▶ INSTRUCTIONS FOR THE TASK
Only the lines from the one containing "Format sample: [386, 433]" through the end of the entries should be repeated, exactly as they appear, first and last included.

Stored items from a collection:
######

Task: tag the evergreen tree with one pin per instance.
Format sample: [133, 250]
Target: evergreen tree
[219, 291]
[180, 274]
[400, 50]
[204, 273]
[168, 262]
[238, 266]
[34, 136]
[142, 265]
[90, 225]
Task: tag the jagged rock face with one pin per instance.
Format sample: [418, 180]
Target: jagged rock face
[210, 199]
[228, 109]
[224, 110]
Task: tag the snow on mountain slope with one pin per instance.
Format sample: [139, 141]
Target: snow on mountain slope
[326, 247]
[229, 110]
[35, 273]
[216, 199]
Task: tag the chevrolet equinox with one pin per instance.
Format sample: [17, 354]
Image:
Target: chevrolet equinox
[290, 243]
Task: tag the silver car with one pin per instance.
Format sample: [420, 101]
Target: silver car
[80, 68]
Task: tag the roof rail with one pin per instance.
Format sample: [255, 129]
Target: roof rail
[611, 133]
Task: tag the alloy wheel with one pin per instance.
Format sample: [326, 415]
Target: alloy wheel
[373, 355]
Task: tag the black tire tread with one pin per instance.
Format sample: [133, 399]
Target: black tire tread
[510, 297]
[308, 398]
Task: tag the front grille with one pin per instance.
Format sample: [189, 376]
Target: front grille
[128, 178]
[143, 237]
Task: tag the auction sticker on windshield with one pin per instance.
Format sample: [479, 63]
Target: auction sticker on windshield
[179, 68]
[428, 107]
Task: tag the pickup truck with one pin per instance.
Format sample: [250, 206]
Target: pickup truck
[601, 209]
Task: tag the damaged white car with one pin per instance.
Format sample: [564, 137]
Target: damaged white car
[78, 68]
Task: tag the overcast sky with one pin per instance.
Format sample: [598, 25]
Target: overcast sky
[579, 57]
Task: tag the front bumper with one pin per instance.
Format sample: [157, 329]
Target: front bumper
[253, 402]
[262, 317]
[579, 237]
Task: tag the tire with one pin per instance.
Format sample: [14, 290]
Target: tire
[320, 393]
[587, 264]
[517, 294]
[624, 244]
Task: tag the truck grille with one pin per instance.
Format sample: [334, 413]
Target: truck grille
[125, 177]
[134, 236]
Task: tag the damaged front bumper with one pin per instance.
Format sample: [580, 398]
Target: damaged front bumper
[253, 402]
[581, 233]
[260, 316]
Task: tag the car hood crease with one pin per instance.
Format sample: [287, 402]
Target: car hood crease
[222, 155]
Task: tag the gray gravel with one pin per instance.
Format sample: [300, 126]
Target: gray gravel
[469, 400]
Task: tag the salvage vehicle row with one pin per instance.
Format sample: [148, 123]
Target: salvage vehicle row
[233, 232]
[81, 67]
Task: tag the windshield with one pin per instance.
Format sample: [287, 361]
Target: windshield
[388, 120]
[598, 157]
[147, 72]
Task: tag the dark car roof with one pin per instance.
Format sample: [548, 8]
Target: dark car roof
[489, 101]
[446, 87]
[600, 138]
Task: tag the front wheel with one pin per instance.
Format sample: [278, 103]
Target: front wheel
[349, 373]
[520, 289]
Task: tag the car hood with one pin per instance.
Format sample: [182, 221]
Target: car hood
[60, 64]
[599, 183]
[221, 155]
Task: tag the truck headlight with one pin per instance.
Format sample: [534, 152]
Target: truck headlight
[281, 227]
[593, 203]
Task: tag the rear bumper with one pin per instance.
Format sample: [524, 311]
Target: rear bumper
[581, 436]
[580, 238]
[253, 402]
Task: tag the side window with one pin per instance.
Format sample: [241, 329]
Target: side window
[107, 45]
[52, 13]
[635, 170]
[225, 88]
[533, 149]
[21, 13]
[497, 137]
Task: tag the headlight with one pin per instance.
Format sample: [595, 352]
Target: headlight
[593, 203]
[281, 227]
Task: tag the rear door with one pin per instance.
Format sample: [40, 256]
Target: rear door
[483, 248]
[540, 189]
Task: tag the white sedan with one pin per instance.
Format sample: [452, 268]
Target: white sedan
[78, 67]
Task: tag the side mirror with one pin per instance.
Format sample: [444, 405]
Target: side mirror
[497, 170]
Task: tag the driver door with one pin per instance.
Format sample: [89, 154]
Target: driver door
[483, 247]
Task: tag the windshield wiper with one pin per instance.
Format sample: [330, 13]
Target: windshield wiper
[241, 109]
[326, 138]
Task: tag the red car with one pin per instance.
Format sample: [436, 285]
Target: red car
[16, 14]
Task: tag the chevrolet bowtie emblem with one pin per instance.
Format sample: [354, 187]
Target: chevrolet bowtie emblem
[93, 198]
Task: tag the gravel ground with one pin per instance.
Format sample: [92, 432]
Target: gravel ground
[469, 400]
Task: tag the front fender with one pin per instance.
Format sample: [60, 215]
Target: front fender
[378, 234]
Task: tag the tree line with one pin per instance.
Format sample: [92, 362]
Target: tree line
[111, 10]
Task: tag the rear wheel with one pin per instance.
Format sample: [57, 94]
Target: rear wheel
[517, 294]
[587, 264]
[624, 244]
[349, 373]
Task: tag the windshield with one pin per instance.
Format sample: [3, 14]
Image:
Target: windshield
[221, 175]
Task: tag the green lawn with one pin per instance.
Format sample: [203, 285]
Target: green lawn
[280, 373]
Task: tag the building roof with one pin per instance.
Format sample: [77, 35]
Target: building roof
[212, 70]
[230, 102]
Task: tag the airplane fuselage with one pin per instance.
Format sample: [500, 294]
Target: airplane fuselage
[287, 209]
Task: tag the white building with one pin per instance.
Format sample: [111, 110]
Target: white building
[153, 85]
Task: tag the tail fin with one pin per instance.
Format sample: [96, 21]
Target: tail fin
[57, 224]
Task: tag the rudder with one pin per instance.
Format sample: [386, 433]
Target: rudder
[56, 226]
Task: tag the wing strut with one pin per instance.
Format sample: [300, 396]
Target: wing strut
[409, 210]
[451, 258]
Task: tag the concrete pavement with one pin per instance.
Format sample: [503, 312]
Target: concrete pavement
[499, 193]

######

▶ WRITTEN SOLUTION
Format sample: [386, 433]
Target: rudder
[56, 226]
Task: tag the wing strut with one pin per instance.
Format sample: [300, 396]
Target: wing strut
[409, 210]
[451, 258]
Task: tag the concrete pavement with one pin per instance.
Format sample: [503, 312]
Target: concrete pavement
[499, 193]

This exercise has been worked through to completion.